_What the exercise asks:_ Only one portion of the data is to be written out: from the line bearing "Target: white ceramic bowl" through the line bearing "Target: green bell pepper slice". Write it exactly as it appears.

BEGIN

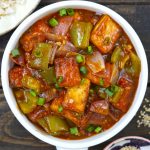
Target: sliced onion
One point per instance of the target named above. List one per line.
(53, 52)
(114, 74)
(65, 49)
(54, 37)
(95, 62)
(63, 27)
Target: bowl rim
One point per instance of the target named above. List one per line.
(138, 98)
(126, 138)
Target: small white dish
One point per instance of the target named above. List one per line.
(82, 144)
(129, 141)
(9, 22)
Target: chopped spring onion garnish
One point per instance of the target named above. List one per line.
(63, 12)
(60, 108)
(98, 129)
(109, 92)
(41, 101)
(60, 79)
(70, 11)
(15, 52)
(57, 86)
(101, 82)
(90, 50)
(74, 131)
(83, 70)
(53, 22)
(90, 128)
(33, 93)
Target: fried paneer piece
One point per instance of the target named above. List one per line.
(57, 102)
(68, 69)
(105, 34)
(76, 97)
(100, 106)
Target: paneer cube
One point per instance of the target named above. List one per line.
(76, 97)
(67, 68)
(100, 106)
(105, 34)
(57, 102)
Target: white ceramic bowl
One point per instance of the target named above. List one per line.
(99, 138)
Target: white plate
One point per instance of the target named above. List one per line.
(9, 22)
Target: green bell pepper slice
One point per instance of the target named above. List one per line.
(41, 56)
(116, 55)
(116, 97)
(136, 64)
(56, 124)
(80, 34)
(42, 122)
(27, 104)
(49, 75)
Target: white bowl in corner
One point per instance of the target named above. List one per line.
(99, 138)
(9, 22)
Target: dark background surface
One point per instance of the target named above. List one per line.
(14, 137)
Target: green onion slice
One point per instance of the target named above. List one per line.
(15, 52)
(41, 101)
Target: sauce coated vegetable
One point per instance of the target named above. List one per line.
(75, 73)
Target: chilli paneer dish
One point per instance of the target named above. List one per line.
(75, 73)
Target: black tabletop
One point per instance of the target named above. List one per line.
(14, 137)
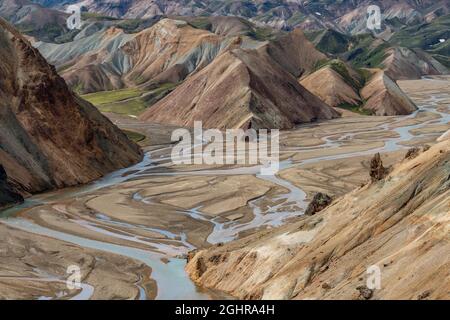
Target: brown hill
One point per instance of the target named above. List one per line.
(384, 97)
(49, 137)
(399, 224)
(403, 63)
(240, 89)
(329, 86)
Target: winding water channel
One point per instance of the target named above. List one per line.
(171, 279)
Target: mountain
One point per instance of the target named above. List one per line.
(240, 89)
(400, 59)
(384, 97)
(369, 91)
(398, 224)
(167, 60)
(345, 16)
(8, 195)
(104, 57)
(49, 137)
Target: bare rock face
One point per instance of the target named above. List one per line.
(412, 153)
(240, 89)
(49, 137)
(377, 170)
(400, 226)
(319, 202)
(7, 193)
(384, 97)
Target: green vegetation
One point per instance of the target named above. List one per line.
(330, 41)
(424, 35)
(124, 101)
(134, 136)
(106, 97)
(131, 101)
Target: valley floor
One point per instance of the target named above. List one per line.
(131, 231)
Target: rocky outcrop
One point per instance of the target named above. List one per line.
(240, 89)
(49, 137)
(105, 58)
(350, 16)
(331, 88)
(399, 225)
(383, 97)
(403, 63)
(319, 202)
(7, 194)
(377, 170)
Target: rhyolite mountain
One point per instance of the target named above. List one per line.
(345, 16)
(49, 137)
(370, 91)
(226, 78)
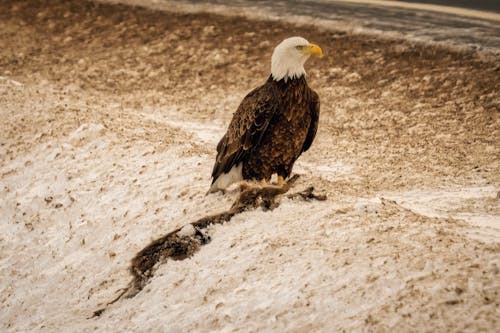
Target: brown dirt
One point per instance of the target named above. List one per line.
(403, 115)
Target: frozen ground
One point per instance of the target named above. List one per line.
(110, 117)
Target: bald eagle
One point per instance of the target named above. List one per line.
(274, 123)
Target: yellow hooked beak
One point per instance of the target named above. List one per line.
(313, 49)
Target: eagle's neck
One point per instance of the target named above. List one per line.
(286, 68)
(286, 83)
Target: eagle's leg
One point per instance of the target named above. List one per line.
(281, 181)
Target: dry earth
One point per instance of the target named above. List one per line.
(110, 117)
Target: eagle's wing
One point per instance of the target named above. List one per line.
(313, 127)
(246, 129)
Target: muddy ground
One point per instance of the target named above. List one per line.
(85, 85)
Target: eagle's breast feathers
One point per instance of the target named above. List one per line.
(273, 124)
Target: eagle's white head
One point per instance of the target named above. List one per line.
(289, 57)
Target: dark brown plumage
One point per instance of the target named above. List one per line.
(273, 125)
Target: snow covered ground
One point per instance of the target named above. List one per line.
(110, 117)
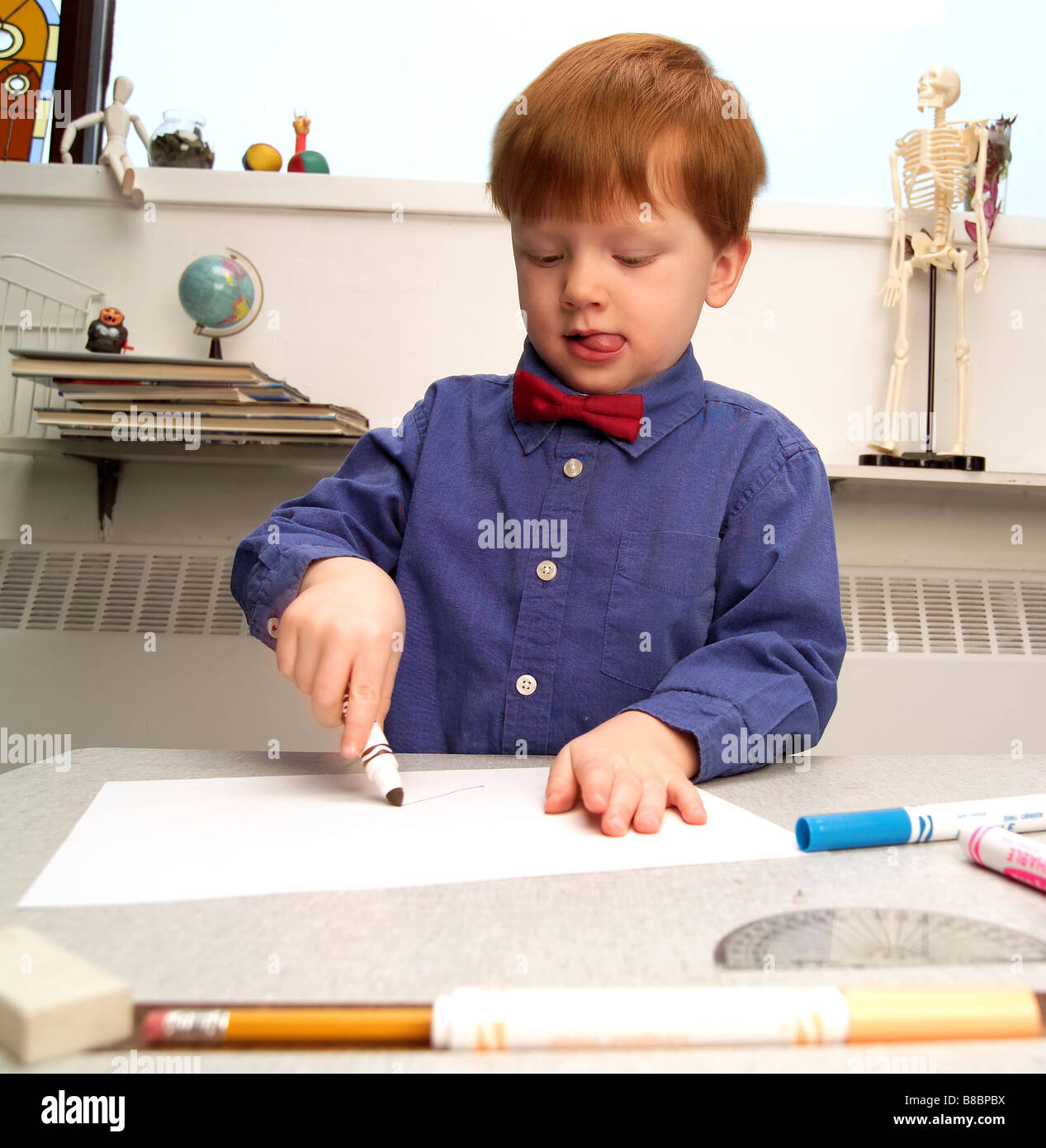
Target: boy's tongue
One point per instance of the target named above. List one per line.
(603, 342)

END

_Your solution:_
Target: white ceramic bowl
One point per instance of the target named above. List one per line.
(99, 138)
Target: white plate
One point per instance of the target named above. List one per line.
(9, 22)
Target: green bell pepper slice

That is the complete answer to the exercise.